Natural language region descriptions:
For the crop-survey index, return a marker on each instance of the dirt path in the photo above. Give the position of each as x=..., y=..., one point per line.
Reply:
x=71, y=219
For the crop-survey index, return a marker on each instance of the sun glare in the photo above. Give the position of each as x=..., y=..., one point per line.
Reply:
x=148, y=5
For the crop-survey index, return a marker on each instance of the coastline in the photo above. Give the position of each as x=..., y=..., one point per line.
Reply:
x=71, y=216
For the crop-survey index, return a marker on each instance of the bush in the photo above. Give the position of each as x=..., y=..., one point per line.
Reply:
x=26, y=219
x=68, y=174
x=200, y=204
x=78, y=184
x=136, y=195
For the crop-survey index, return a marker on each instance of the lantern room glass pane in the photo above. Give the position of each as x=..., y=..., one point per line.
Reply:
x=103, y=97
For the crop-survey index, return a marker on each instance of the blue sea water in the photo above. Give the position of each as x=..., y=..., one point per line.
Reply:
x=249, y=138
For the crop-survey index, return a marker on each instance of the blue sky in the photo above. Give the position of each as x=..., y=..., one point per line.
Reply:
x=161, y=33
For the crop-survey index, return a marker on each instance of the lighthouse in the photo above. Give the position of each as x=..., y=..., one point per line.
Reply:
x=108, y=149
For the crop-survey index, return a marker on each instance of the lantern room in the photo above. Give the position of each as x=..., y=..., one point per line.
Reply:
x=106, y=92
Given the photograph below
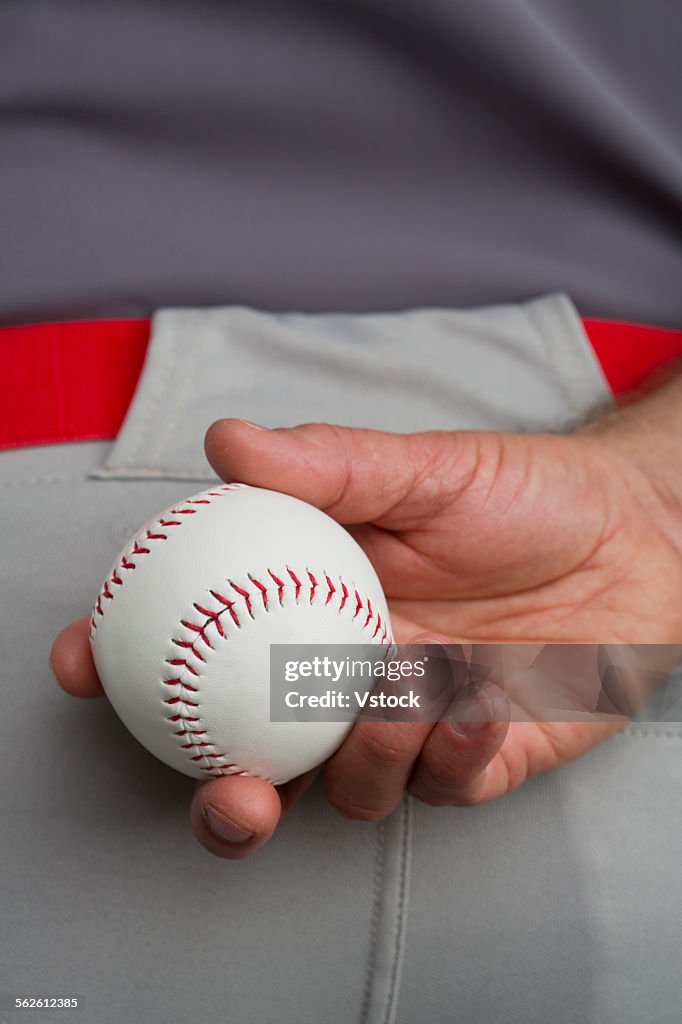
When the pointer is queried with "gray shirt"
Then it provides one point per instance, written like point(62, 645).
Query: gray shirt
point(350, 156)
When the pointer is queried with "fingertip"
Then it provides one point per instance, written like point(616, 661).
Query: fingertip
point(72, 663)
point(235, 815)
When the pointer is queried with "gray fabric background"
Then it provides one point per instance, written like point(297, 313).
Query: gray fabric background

WHAT TO DO: Locate and copy each line in the data above that includes the word "like".

TASK SOLUTION:
Then it provides one point per instance, written like point(62, 645).
Then it provides one point per instance, written like point(616, 661).
Then it provides one point per instance, written like point(297, 313).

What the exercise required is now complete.